-- Aim of the task --
Only one span belongs in the answer: the line holding "Exercise. For every instance of the red" through the last line of the entries below, retyped exactly.

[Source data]

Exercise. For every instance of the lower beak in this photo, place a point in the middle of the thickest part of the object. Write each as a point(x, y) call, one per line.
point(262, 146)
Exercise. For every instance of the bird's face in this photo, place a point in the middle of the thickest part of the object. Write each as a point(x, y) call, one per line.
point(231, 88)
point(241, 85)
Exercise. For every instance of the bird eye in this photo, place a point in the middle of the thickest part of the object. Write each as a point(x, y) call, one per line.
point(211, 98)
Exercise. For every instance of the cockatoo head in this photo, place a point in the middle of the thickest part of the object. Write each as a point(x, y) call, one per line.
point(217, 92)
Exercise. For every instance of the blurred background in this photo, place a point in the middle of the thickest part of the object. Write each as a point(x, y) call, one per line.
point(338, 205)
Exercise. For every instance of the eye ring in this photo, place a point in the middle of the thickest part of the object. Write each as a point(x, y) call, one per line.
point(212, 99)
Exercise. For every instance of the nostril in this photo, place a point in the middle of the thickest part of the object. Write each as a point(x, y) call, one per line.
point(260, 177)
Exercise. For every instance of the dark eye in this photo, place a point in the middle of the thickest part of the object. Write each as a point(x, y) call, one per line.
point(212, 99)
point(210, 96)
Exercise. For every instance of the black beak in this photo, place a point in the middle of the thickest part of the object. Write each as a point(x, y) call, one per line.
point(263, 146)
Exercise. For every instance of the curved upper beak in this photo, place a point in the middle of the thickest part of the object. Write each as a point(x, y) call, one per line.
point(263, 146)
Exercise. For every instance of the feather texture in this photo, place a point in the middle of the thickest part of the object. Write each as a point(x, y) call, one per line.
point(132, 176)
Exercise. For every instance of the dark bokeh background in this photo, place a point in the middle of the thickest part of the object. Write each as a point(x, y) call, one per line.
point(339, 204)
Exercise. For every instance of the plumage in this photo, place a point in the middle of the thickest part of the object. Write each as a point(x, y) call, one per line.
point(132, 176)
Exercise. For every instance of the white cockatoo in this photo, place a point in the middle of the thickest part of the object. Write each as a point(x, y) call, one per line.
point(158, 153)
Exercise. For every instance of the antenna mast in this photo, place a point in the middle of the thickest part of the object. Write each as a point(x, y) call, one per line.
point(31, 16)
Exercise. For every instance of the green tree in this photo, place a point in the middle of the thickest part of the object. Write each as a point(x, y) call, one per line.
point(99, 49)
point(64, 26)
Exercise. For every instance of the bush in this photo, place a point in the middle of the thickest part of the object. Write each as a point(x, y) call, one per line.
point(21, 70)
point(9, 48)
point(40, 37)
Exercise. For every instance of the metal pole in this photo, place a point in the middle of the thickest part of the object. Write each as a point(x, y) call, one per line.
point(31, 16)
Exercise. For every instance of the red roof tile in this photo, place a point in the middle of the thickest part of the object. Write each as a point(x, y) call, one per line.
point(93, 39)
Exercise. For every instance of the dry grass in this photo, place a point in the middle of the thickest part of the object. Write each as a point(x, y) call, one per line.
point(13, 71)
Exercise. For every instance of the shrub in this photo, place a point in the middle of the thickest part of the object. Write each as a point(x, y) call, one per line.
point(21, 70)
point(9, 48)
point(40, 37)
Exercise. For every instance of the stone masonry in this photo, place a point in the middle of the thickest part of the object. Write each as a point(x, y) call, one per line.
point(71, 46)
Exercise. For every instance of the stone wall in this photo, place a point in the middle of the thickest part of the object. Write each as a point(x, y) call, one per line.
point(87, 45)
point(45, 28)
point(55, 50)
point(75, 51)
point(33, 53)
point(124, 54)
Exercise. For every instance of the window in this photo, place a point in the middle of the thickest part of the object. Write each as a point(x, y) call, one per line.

-- Response area --
Exercise. For every instance of the red roof tile in this photo, place a point in the middle of the thickest part of the object. Write each as a point(x, y) call, one per line.
point(93, 39)
Exercise. For every instance of the dry grass in this photo, place a point in the middle of the thickest part of the object. Write each as a point(x, y) call, one per line.
point(13, 71)
Exercise. For every instance of the shrub in this photo, place a point in the middle of the thickest part of the object. Write each as a point(x, y) call, one per line.
point(21, 70)
point(9, 48)
point(40, 37)
Exercise. For every instance of the stone masonry in this photo, place a point in the middle of the thickest part of the object. Write each as a point(x, y) call, one per line.
point(71, 46)
Exercise. For every instance of the stone wall in this photo, place a point in the middle of the thickest part of the object. Write each as a point(x, y) call, one per line.
point(87, 45)
point(45, 28)
point(55, 50)
point(75, 51)
point(33, 53)
point(124, 54)
Exercise. For every instance of the window in this photo, place a point in the middle of the thickest part of the object. Write each as a point(x, y) call, one per line.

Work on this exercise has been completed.